=== PROBLEMA BREVE ===
Responde las siguientes preguntas a partir de la columna:
1. ¿En qué dos cosas se dice creer como herramientas políticas?
2. ¿Cuál es la pregunta básica en condicional que se menciona?
3. ¿Qué se afirma que es el amor, según lo citado muchas veces antes?

=== DOCUMENTO ===

«NOLITE TE BASTARDES CARBORUNDORUM»


COLUMNA: NUNCA VOY A BRILLAR EN SOCIEDAD
POR MAJO DELGADILLO


Creo en la imaginación y en el amor como herramientas políticas. En la imaginación porque necesitamos de la pregunta básica en condicional, «¿Qué pasaría si…?» para contrastar y contrarrestar lo que nuestro contexto nos propone como la norma. Porque imaginar es peligroso cuando el estado de las cosas depende de no preguntarnos cómo algo podría ser distinto. Porque me importa entender lo vasto y complejo de este mundo, y ese interés requiere que tenga los sentidos abiertos para escuchar sobre vidas y experiencias ajenas. Porque la empatía existe desde la imaginación para poder decir que no siempre sé lo que sientes, pero voy a intentar sentirlo contigo. Creo en el amor porque —lo he citado muchas veces antes— el amor es nuestra venganza. Poder amar, «aún a pesar de según sin dónde cómo cuándo». Y lo que esto significa, para mí, es la capacidad de amar a través del dolor y de amar con el coraje de los sobrevivientes. Amar con la furia de todo lo que nos duele, y amar a pesar de ese mismo dolor para no darle una victoria a quienes nos lastimaron.

=== DATOS PROPORCIONADOS ===
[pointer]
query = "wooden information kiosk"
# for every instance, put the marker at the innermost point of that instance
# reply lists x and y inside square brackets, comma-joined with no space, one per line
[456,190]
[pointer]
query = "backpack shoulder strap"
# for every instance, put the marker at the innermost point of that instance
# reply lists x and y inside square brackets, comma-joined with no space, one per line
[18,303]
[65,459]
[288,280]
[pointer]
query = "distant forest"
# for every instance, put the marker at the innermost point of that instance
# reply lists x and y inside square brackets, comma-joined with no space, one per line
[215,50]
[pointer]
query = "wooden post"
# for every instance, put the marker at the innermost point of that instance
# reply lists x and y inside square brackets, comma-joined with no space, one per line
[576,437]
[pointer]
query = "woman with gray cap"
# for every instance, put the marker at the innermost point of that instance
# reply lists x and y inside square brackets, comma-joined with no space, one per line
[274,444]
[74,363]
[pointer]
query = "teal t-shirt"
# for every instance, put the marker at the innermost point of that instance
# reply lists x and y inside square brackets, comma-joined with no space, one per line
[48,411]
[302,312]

=== RESPUESTA ===
1. En la imaginación y en el amor.
2. «¿Qué pasaría si…?»
3. Nuestra venganza.